Problem details: Print exactly the lines from the one containing "Where can the cloud" through the last line of the listing, both included.

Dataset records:
+ + + + + + +

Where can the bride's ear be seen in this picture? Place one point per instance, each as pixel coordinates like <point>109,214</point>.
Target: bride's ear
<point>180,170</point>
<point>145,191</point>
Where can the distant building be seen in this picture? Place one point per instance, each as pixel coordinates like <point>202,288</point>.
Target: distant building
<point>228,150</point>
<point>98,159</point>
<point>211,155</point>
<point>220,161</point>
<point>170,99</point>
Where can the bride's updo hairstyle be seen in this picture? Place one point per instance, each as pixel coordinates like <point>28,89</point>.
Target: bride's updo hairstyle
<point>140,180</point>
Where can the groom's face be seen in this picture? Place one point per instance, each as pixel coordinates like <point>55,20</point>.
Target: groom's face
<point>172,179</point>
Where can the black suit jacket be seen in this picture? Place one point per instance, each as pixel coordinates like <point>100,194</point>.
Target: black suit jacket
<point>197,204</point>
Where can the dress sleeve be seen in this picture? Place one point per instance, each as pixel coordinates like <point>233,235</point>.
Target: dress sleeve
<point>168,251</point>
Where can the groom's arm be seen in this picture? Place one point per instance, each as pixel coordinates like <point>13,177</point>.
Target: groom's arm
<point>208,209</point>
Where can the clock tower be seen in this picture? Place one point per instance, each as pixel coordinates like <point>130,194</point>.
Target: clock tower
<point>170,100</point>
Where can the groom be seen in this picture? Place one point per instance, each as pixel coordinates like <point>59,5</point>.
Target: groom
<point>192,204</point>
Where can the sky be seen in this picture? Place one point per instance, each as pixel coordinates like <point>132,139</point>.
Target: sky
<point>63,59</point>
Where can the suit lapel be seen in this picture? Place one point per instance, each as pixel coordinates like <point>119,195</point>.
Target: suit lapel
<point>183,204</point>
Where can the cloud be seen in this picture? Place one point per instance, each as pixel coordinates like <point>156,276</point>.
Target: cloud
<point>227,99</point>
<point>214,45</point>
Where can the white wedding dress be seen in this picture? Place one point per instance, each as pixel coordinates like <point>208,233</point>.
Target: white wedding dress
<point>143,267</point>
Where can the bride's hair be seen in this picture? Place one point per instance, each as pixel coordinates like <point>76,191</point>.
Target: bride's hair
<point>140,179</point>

+ + + + + + +

Exercise output:
Where can the cloud be seen in this picture? Place one point per instance, each as pixel coordinates like <point>156,276</point>.
Target: cloud
<point>227,99</point>
<point>214,45</point>
Where can the white wedding dress be seen in this picture? Place one point per instance, each as pixel coordinates like <point>208,233</point>.
Target: white wedding dress
<point>143,267</point>
Where can the bride's hair be seen in this picture? Place one point per instance, each as pixel coordinates like <point>76,191</point>.
Target: bride's hair
<point>140,179</point>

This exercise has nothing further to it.